■ OPDRACHT A ■
Kopieer letterlijk het stuk uit de tekst over het tweede huis, van "Dubbelleven" tot en met "dubbel. Ik? Nooit.".

■ DOCUMENTTEKST ■
● ● ● ● ●

Dubbelleven
Zeg nooit: “Nooit!” En zeker
niet al te stellig, met een uitroepteken dat gloeit. Je kunt niet weten hoe
blijkbaar toch óók het lot van alles voor je bepaalt. Wat zeg je? Dat ik
de dingen verkeerd affirmeer en juist daardoor naar me heb
toegetrokken? Mmmm. Daar moet ik eens over nadenken. Zit wat in. In Indonesië
zeggen ze bijvoorbeeld, dat je nergens bang voor moet zijn, omdat je dat
dan juist naar je toetrekt.
Zodra mensen in het
verleden lieten weten dat ze ergens een tweede huisje gekocht hadden, dan
reageerde ik enthousiast – natuurlijk, je gunt het de ander dat zijn dromen
uitkomen. Maar ondertussen dacht ik wel: Jij liever dan ik. Een tweede huis? Alles
dubbel. Ik? Nooit.
Inmiddels is het zover.
Dat tweede huis is er. Het was er al jaren, maar in bewoonde staat droeg ik
zorg voor wat lasten, terwijl er van lusten totaal geen sprake was. Nu is het
huisje vrij en dient het van top tot teen volledig opgeknapt te worden.
Daarover schreef ik al in mijn Blog Duurzaamheid. Langzamerhand begint
mijn geploeter vruchten te dragen. De werktijden zijn drastisch teruggeschroefd,
op een enkele uitschieter na. Zo was ik afgelopen maandag nog – zonder pauze, met
af en toe een rijstewafel tussendoor – ruim 10 uur op de been en kreeg ik tot
besluit om 20.00 uur een lekker warm maaltje voorgeschoteld. De lange wandeling
met de vrij losrennende hond door bos en over hei niet meegerekend. Maar de
kelderkast was uitgekamd en schoongemaakt en al het houtwerk in de gang stond
in de grondverf. De wanden en het plafond plus de buitenmuren zien er eveneens
prachtig uit, met dank aan Van Beers Schilderwerken uit Hilversum. Dat kijkt al heel anders
af. En op zo’n moment begint dan een beetje het grote genieten.

● ● ● ● ●

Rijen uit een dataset

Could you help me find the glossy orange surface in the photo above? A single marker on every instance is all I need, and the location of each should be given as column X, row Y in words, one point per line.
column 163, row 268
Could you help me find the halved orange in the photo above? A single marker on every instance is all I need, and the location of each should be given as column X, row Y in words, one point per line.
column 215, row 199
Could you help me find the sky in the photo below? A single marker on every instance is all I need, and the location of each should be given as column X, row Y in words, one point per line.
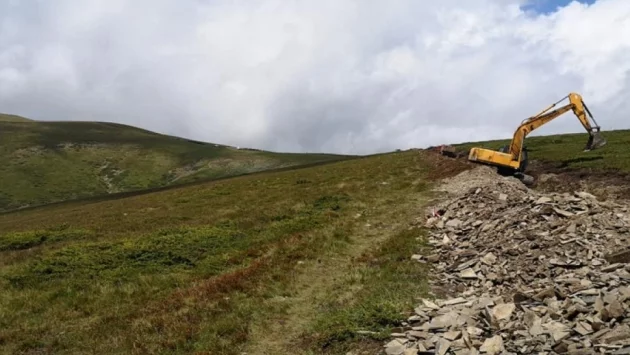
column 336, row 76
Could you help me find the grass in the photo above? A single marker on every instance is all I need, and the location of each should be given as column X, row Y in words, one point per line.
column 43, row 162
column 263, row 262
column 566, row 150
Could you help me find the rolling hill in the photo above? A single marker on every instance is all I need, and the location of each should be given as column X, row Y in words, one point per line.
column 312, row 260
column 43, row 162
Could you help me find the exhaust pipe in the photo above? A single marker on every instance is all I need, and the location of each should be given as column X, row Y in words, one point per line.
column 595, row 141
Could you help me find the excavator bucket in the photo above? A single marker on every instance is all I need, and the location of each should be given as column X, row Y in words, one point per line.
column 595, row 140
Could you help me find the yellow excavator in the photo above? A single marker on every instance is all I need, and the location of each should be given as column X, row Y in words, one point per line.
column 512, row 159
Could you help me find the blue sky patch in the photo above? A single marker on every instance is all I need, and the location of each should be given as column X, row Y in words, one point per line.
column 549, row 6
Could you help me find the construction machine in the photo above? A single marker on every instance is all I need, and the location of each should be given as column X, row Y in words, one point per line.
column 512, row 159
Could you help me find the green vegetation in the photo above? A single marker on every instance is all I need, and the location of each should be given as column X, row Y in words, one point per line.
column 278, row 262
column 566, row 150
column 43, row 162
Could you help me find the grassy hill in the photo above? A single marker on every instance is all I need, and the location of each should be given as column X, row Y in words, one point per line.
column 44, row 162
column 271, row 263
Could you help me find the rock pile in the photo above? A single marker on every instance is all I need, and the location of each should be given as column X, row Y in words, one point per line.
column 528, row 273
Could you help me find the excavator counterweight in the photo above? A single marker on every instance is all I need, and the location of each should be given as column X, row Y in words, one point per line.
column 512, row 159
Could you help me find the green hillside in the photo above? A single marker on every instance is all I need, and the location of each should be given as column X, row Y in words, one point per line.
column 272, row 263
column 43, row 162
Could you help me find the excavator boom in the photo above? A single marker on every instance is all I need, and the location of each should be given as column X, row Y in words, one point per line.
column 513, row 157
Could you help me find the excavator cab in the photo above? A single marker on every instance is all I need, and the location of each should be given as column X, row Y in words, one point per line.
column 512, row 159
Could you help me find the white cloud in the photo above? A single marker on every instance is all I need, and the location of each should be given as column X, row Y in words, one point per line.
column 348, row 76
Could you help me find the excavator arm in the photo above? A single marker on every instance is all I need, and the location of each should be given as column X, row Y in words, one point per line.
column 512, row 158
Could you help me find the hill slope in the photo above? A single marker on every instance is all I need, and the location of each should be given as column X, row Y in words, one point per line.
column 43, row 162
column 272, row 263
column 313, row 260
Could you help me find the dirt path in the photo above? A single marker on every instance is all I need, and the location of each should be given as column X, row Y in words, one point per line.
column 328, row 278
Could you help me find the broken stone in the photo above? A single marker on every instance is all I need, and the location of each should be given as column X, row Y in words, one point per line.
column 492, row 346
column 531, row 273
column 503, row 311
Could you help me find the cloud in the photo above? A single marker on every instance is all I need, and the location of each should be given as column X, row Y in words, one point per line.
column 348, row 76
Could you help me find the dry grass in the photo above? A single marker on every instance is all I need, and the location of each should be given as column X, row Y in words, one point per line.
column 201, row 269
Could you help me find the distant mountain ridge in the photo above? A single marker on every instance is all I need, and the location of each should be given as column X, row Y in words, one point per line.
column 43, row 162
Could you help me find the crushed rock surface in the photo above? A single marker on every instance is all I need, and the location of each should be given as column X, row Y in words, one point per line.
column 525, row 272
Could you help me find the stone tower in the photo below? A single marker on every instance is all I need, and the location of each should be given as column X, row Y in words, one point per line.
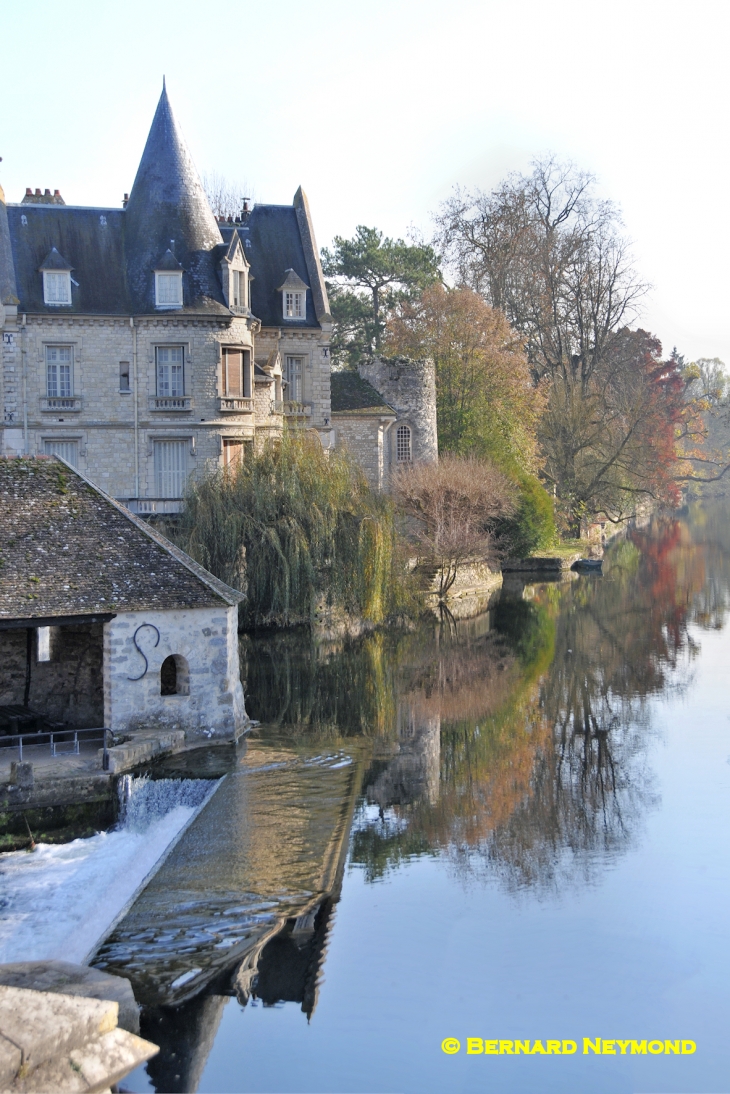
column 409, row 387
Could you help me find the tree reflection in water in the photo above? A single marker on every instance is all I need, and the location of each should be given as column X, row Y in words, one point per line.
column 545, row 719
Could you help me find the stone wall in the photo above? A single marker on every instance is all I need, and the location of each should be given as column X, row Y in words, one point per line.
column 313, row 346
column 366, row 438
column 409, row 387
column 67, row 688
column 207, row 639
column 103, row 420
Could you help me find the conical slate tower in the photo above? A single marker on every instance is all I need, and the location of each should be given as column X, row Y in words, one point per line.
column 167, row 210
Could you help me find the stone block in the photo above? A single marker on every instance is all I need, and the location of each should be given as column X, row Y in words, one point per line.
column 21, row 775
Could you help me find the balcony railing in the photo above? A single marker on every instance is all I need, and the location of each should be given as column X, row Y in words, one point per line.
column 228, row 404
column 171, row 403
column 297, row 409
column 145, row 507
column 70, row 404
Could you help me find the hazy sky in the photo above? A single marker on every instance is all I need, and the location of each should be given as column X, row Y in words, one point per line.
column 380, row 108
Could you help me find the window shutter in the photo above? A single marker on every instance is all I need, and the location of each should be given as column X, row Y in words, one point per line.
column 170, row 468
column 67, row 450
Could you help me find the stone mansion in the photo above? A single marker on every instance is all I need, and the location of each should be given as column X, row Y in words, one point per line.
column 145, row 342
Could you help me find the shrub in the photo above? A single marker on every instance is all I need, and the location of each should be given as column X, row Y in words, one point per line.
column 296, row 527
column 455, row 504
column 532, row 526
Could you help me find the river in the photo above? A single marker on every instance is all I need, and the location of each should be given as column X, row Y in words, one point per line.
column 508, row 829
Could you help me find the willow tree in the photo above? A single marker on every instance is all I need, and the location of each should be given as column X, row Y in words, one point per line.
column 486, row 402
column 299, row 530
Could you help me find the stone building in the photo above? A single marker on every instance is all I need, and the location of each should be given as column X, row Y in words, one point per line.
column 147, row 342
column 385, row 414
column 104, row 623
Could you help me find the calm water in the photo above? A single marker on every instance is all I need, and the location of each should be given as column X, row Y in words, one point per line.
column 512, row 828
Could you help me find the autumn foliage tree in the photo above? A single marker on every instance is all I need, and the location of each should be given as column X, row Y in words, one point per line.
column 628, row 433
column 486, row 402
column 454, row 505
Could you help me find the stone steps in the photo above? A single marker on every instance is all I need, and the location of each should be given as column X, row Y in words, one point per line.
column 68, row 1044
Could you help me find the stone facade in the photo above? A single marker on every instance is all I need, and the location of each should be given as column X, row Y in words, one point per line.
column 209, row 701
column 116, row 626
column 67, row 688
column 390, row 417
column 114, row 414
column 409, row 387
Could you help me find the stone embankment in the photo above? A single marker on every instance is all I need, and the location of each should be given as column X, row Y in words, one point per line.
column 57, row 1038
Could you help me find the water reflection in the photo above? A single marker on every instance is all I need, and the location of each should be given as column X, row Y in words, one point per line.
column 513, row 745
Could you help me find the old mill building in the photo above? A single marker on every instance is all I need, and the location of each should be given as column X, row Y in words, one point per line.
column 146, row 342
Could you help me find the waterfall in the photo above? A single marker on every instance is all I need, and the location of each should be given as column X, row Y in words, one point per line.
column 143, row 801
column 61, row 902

● ● ● ● ●

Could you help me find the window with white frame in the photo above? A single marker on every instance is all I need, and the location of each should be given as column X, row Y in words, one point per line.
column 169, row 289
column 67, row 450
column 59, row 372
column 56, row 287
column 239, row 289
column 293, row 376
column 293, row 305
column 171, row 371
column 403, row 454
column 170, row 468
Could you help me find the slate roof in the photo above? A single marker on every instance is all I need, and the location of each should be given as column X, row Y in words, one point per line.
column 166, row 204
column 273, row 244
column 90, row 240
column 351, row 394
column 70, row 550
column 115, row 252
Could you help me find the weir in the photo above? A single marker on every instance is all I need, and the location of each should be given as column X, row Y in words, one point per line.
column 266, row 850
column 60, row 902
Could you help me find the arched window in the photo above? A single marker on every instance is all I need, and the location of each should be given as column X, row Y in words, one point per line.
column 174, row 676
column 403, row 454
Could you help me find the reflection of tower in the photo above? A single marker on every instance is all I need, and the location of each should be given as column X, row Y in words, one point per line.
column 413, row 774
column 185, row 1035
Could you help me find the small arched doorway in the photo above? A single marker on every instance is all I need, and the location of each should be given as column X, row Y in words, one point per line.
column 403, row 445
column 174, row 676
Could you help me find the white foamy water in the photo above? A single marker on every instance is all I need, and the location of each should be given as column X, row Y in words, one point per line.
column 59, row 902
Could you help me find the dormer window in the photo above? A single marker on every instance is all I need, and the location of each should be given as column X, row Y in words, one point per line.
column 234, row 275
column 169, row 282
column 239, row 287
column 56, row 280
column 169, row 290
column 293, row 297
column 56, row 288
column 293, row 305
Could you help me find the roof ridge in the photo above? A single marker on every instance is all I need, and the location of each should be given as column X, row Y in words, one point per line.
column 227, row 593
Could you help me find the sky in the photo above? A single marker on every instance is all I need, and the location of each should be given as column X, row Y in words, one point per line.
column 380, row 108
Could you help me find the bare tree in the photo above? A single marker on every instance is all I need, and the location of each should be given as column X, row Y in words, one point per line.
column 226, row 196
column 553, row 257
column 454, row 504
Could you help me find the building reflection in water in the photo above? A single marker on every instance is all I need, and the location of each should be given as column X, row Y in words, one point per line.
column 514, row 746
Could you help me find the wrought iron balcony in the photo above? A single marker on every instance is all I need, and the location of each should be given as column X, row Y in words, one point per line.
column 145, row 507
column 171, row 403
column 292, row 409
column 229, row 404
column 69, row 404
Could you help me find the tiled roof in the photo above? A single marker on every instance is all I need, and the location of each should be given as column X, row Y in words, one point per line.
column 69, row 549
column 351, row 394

● ● ● ● ●

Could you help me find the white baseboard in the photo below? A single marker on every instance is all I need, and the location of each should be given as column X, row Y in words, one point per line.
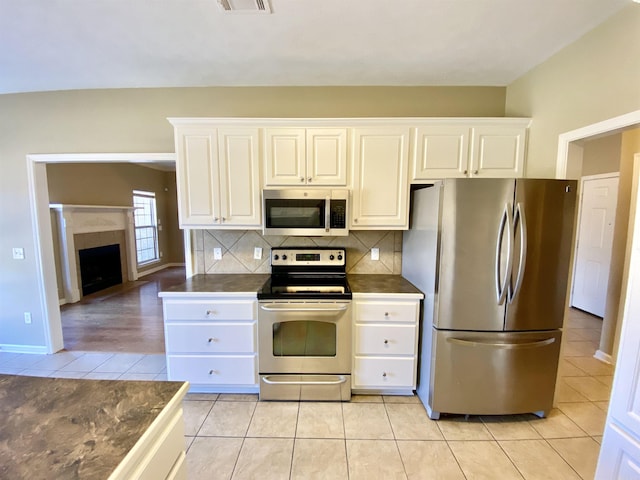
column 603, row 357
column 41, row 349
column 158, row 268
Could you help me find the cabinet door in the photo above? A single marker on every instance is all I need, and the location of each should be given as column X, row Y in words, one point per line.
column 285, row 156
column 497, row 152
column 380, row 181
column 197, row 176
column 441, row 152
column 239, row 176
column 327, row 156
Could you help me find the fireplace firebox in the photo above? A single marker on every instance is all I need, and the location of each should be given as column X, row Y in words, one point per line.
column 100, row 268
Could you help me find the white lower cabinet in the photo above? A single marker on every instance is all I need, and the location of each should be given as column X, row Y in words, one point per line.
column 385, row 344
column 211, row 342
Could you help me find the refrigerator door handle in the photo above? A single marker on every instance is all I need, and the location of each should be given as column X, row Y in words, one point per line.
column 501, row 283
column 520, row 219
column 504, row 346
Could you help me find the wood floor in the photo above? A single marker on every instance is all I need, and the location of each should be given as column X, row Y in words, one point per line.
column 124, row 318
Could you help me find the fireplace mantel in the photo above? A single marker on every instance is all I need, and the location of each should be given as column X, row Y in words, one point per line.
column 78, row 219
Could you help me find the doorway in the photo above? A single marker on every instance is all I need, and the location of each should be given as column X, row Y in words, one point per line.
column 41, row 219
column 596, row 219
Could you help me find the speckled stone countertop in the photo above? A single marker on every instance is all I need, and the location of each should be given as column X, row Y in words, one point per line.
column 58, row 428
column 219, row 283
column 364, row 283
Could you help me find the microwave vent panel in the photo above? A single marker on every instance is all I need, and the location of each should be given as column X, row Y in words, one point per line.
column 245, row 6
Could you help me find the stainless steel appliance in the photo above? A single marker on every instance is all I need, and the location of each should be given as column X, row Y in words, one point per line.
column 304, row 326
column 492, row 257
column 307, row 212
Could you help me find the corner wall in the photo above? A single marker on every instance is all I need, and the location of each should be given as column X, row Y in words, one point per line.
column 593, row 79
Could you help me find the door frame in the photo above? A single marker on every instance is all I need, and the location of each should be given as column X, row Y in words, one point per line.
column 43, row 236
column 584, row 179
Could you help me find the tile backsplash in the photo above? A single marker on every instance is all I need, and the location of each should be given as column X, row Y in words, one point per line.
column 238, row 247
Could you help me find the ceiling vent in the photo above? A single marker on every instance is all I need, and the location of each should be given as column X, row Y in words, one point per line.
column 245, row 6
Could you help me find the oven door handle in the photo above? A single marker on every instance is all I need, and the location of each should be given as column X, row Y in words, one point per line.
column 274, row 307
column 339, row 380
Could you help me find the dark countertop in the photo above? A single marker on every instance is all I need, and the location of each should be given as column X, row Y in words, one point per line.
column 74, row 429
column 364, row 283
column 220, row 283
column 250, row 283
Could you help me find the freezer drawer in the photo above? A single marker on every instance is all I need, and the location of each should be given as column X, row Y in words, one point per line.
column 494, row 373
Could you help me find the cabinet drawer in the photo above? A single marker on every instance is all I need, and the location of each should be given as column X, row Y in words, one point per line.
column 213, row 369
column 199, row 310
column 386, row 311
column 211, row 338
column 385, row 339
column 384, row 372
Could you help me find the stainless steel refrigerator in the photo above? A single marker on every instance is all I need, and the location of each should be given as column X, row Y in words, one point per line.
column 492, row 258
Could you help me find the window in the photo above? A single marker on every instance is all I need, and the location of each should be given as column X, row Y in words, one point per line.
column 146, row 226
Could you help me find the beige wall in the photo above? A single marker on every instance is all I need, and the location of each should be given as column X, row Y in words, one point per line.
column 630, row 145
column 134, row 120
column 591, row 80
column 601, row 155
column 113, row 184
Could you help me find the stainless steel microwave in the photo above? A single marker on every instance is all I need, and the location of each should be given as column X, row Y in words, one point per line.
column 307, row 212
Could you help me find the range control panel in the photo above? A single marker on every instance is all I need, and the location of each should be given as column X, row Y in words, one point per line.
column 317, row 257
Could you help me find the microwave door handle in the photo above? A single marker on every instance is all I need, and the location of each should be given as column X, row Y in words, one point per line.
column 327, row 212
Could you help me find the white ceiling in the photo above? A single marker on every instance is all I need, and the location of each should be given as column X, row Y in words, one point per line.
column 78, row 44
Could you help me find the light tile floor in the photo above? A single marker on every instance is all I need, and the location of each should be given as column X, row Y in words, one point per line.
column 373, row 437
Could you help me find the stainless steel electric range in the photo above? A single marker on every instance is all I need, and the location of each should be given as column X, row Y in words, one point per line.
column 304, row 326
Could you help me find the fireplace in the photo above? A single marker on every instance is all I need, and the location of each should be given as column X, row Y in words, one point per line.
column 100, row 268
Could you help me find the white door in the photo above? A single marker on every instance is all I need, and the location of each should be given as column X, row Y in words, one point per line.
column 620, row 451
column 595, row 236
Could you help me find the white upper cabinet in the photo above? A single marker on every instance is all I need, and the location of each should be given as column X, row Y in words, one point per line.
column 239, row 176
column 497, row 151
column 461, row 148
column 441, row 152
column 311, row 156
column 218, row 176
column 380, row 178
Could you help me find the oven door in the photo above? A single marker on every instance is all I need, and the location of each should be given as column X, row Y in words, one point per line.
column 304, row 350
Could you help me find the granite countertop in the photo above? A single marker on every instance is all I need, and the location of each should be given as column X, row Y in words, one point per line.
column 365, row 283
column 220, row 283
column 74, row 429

● ● ● ● ●

■ OPDRACHT B ■
Geef in de records de regels van de regel met "Could you help me find the fireplace in" tot en met de regel met "column 595, row 236" weer als genummerde lijst, zonder lege regels.

■ JUIST ANTWOORD A ■
Dubbelleven
Zeg nooit: “Nooit!” En zeker
niet al te stellig, met een uitroepteken dat gloeit. Je kunt niet weten hoe
blijkbaar toch óók het lot van alles voor je bepaalt. Wat zeg je? Dat ik
de dingen verkeerd affirmeer en juist daardoor naar me heb
toegetrokken? Mmmm. Daar moet ik eens over nadenken. Zit wat in. In Indonesië
zeggen ze bijvoorbeeld, dat je nergens bang voor moet zijn, omdat je dat
dan juist naar je toetrekt.
Zodra mensen in het
verleden lieten weten dat ze ergens een tweede huisje gekocht hadden, dan
reageerde ik enthousiast – natuurlijk, je gunt het de ander dat zijn dromen
uitkomen. Maar ondertussen dacht ik wel: Jij liever dan ik. Een tweede huis? Alles
dubbel. Ik? Nooit.

■ JUIST ANTWOORD B ■
1. Could you help me find the fireplace in the photo above? A single marker on every instance is all I need, and the location of each should be given as column X, row Y in words, one point per line.
2. column 100, row 268
3. Could you help me find the white door in the photo above? A single marker on every instance is all I need, and the location of each should be given as column X, row Y in words, one point per line.
4. column 620, row 451
5. column 595, row 236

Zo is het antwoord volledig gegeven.